[Labeled-object pointing entries]

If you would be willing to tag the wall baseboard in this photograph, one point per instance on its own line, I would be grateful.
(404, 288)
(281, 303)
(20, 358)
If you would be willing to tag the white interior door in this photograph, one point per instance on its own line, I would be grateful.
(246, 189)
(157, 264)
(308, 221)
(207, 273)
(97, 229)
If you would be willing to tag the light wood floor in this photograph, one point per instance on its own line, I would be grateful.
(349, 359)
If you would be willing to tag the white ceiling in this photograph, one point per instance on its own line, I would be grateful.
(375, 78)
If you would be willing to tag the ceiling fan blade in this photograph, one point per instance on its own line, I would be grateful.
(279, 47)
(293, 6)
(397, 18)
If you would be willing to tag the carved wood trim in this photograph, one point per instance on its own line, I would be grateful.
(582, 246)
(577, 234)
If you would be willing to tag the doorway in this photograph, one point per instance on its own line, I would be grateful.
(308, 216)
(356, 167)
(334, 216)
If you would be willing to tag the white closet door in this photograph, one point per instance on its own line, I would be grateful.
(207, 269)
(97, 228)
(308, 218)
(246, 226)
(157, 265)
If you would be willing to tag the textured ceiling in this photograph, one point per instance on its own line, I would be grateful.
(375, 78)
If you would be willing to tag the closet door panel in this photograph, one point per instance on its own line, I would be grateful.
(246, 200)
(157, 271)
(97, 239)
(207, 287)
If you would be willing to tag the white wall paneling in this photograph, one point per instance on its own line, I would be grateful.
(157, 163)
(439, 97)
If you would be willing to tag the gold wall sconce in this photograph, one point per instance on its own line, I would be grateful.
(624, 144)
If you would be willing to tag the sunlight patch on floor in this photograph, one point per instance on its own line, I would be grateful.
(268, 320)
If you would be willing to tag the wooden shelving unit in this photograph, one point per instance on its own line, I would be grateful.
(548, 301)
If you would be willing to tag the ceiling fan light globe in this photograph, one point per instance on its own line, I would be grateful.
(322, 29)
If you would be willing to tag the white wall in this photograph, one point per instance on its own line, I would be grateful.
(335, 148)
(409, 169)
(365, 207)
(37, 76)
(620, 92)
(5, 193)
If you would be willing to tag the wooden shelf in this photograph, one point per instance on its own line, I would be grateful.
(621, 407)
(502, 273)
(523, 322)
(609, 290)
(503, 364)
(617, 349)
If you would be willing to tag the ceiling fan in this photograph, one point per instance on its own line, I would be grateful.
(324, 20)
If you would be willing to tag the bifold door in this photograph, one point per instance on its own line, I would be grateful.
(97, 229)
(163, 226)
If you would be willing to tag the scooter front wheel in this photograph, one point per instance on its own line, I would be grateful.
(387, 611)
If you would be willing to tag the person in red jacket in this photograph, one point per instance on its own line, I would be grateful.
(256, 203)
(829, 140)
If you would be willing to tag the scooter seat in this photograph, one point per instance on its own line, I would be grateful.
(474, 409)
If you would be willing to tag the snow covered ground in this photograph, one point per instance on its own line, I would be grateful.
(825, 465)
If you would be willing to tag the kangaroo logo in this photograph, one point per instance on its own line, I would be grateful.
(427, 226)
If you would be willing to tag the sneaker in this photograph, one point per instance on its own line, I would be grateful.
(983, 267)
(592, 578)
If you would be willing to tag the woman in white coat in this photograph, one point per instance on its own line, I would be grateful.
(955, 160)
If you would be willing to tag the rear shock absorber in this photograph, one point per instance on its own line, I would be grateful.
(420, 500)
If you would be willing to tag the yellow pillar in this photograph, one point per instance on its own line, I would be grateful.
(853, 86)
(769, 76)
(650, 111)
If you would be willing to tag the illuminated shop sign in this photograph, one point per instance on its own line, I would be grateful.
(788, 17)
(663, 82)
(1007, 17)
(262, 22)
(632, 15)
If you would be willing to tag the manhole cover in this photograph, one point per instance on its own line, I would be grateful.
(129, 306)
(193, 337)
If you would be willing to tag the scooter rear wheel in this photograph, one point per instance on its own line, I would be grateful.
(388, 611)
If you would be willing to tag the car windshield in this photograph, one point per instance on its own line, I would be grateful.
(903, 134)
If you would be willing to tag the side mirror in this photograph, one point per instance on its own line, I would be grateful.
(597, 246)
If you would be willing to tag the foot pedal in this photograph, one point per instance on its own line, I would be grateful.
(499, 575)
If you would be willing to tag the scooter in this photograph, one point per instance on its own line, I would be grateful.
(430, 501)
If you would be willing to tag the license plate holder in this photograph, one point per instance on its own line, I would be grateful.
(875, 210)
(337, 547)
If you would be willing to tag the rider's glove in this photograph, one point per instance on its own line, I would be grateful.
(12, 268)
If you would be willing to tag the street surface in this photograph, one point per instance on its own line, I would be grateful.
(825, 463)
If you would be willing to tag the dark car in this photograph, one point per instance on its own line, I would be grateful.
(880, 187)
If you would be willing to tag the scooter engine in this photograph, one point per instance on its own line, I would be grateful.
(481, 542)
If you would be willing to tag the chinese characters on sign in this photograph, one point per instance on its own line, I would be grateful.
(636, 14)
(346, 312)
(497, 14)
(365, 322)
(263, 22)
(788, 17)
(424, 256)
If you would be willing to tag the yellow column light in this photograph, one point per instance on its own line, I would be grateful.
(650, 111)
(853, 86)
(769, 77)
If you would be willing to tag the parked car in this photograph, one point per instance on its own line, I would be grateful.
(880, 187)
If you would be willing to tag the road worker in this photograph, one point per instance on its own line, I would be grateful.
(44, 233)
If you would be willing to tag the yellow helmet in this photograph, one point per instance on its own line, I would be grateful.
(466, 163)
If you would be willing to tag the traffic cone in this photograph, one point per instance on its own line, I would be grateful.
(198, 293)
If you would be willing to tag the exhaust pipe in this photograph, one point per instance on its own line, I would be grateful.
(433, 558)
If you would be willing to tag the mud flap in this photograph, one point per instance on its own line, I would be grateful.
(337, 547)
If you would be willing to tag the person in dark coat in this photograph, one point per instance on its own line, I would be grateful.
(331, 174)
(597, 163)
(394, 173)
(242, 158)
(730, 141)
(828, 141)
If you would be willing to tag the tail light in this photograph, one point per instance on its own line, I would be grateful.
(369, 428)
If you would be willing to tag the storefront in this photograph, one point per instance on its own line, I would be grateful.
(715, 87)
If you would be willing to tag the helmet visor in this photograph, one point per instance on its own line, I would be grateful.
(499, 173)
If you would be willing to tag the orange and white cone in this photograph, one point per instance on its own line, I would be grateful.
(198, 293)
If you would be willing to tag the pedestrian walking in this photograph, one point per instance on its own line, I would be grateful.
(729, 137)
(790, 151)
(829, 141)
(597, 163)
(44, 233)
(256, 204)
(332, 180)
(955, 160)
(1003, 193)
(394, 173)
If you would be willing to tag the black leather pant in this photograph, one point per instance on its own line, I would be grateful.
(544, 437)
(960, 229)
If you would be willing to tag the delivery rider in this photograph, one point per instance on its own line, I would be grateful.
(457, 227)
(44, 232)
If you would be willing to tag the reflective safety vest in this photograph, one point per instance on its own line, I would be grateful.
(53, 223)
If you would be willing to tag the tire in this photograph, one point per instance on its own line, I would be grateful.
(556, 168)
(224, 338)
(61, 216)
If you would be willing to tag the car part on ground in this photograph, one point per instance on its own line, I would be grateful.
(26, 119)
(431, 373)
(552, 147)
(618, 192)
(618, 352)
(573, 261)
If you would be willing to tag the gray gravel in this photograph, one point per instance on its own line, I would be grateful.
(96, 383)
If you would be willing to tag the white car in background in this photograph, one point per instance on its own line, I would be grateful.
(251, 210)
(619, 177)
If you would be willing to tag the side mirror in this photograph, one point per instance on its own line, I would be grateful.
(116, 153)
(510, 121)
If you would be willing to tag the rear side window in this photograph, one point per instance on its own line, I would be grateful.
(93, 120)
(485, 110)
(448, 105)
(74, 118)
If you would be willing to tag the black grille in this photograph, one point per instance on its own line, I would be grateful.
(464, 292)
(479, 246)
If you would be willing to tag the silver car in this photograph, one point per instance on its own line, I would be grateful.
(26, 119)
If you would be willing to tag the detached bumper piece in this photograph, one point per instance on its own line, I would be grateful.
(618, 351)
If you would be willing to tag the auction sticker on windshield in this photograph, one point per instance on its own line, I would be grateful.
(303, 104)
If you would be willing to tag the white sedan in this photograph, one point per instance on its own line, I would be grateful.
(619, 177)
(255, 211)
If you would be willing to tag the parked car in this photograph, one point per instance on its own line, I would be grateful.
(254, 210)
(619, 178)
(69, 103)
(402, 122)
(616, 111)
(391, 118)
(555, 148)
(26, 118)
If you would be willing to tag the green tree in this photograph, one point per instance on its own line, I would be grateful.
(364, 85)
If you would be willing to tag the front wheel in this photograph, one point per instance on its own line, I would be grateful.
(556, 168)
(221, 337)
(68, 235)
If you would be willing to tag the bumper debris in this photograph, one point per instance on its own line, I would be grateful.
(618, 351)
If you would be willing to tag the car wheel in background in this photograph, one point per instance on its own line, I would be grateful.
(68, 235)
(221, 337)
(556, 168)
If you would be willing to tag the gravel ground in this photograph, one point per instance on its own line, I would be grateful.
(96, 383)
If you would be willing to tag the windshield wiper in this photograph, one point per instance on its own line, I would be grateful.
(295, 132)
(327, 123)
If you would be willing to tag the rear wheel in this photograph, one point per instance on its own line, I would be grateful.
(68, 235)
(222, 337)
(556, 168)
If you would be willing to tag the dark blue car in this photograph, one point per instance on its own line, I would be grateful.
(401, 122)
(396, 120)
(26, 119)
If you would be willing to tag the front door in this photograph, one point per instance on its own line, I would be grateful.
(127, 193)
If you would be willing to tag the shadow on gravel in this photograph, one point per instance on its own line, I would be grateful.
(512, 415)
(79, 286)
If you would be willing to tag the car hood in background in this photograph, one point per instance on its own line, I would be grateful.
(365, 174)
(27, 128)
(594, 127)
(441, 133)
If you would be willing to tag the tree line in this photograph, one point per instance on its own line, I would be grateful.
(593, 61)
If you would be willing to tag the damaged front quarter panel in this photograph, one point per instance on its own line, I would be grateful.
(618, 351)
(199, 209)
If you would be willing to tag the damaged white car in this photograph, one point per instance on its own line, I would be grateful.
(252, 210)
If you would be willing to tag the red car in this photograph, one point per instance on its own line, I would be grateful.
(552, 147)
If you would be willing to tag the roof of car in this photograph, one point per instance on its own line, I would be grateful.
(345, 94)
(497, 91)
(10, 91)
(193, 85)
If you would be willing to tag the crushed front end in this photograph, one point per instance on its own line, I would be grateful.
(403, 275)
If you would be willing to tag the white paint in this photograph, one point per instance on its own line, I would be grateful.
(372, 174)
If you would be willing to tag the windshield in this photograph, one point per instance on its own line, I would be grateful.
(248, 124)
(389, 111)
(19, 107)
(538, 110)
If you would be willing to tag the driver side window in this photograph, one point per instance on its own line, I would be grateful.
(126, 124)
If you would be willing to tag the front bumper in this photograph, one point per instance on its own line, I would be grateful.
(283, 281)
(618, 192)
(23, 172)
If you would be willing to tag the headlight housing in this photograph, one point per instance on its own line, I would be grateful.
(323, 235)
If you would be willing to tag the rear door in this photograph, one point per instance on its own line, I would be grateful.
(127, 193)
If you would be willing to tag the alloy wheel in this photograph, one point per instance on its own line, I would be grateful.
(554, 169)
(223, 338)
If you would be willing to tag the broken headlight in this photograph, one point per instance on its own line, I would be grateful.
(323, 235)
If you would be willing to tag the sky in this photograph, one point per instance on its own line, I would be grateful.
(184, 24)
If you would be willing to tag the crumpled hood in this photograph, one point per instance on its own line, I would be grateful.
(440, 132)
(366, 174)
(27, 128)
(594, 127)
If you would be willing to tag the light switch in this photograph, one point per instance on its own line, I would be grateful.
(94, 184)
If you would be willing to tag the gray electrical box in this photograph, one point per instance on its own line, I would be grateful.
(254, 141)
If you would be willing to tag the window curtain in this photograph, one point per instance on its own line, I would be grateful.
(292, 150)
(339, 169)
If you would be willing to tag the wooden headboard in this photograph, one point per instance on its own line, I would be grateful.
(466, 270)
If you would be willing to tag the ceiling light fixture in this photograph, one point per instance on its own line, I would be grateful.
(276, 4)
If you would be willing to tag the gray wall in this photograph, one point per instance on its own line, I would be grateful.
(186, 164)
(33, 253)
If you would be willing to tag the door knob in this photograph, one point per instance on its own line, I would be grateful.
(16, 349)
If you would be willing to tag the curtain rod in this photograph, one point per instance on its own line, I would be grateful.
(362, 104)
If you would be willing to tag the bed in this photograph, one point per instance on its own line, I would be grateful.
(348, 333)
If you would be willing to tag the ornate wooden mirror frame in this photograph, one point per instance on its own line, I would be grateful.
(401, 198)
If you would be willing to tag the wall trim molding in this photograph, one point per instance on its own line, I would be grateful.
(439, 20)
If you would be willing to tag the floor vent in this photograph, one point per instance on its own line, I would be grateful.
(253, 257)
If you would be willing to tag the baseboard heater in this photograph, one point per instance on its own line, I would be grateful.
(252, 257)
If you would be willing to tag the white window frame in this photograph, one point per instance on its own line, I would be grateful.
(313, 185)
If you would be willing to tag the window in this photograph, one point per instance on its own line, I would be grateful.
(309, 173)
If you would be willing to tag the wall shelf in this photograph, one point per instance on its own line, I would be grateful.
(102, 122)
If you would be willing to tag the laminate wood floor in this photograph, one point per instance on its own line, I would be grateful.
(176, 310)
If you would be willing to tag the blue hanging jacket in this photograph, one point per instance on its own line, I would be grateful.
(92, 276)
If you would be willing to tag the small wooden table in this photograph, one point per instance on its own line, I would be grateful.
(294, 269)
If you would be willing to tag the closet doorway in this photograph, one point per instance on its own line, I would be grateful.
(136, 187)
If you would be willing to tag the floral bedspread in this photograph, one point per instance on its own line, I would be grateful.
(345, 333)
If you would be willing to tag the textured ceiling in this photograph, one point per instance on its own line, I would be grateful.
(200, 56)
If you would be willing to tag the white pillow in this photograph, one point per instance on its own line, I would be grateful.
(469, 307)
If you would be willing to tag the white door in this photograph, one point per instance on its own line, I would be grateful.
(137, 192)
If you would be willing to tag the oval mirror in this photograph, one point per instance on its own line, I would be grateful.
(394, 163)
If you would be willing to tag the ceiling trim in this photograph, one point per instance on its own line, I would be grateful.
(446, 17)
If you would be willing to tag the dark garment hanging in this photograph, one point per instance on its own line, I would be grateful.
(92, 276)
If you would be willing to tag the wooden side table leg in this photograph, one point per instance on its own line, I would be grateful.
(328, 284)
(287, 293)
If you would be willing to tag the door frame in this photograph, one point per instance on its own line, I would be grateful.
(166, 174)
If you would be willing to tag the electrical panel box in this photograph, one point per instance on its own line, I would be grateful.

WHAT THIS TASK INVOLVES: Copy out exactly the lines running from the line with "If you would be willing to tag the small" to the end of the records, inclusive.

CORRECT RESULT:
If you would be willing to tag the small wooden table in this photograph, one point per instance on its own line, I would be grateful.
(294, 269)
If you would be willing to tag the closet doorway in this photograph, one point per instance on its own line, I would be grateful.
(136, 187)
If you would be willing to tag the floral bedspread in this photograph, one point per instance on its own line, I would be grateful.
(345, 333)
If you would be willing to tag the textured ceiling in this photograph, one point per instance on its own line, I would be grateful.
(200, 56)
If you would be willing to tag the white pillow in this photograph, one point per instance on its own line, I would be grateful.
(469, 307)
If you would be willing to tag the white door in this photograph, one point per instance on its own line, I would be grateful.
(137, 192)
If you would be willing to tag the oval mirror in this photograph, one point per instance on its own line, I would be grateful.
(394, 163)
If you would be willing to tag the ceiling trim in this photograph, one point per instance on its own line, I would be grateful.
(446, 17)
If you would be willing to tag the dark garment hanging in this photograph, one point per instance on its own line, I would be grateful.
(92, 276)
If you would be willing to tag the wooden side table leg in this photograph, one point per instance on its own line, I would be grateful.
(328, 284)
(287, 293)
If you would be willing to tag the door frame in this photograph, one point per instance on its own line, I would be grateful.
(166, 174)
If you would be willing to tag the electrical panel box in this photograph, one point per instance on its own line, I would be grateful.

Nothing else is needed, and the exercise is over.